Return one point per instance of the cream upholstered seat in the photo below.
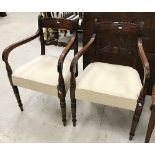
(41, 74)
(113, 85)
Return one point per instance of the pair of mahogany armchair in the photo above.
(110, 79)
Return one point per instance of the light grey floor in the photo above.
(41, 119)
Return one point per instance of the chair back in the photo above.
(116, 42)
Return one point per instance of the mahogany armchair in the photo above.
(47, 74)
(152, 118)
(111, 78)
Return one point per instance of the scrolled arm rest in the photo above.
(153, 95)
(80, 53)
(7, 50)
(65, 52)
(144, 60)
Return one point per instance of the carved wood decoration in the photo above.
(109, 42)
(148, 36)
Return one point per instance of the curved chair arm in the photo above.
(7, 50)
(153, 95)
(80, 53)
(144, 60)
(65, 52)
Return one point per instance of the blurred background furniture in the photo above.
(46, 73)
(152, 118)
(112, 77)
(51, 34)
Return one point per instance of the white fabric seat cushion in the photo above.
(108, 84)
(41, 74)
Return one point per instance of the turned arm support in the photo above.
(153, 95)
(65, 52)
(80, 53)
(7, 50)
(144, 60)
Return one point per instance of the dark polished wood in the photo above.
(152, 118)
(72, 43)
(117, 43)
(148, 33)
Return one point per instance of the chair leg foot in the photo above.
(74, 123)
(73, 108)
(64, 123)
(150, 125)
(16, 92)
(135, 120)
(131, 136)
(63, 112)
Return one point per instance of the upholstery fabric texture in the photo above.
(109, 84)
(41, 74)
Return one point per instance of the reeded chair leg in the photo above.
(62, 95)
(16, 92)
(150, 125)
(73, 108)
(135, 120)
(63, 111)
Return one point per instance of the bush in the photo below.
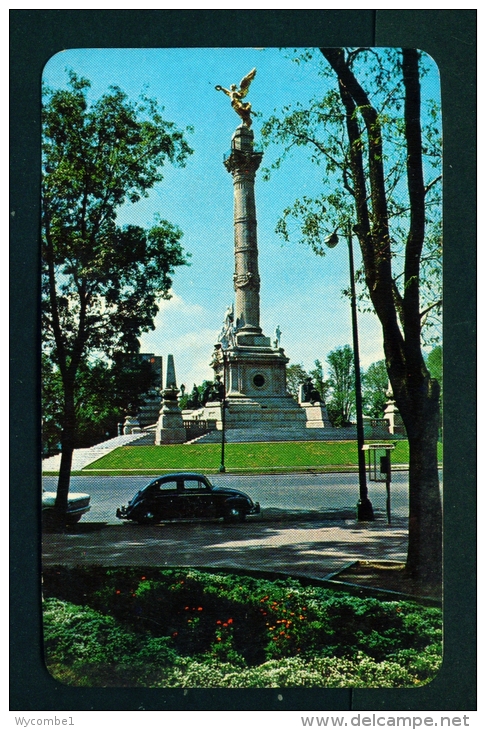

────

Task directions: Copy every one of the entries above word for word, leaving out the pictures.

Response below:
Return one point per instance of the cream upholstered seat in the photo below.
(41, 74)
(113, 85)
Return one point per instance of the pair of mahogany armchair in the photo above.
(110, 79)
Return one point per instance of the light grey floor in the photo above.
(41, 119)
Return one point per instance of the chair back in the photo above.
(116, 42)
Return one point per instance of the mahogany armchair in the photo above.
(47, 74)
(152, 118)
(111, 78)
Return one point per instance of the scrolled arm rest in the photo above.
(153, 95)
(80, 53)
(7, 50)
(65, 52)
(144, 60)
Return one point per instance of the carved wood decoration in the photo above.
(109, 42)
(148, 36)
Return one point per instance of the curved chair arm in the photo above.
(7, 50)
(153, 95)
(80, 53)
(144, 60)
(65, 52)
Return one point per instance of the blurred background furniture in the photo above.
(46, 73)
(152, 118)
(112, 77)
(51, 34)
Return one point per instance of the white fabric seat cushion in the photo above.
(108, 84)
(41, 74)
Return one point per instance of the turned arm support in the photo above.
(153, 95)
(65, 52)
(80, 53)
(7, 50)
(144, 60)
Return one point per instance of the dark polished wood in the photo above.
(152, 118)
(72, 43)
(117, 43)
(148, 33)
Return one point per instance of the chair leg foot in the photo above.
(74, 123)
(73, 108)
(64, 123)
(150, 125)
(16, 92)
(135, 120)
(131, 136)
(63, 112)
Return one point per instance of the upholstery fabric texture in the photo above.
(109, 84)
(41, 74)
Return one point per instance of the reeded chair leg in the photo above.
(62, 95)
(16, 92)
(150, 125)
(73, 108)
(135, 120)
(63, 111)
Return one point per instance of the bush in the photo below.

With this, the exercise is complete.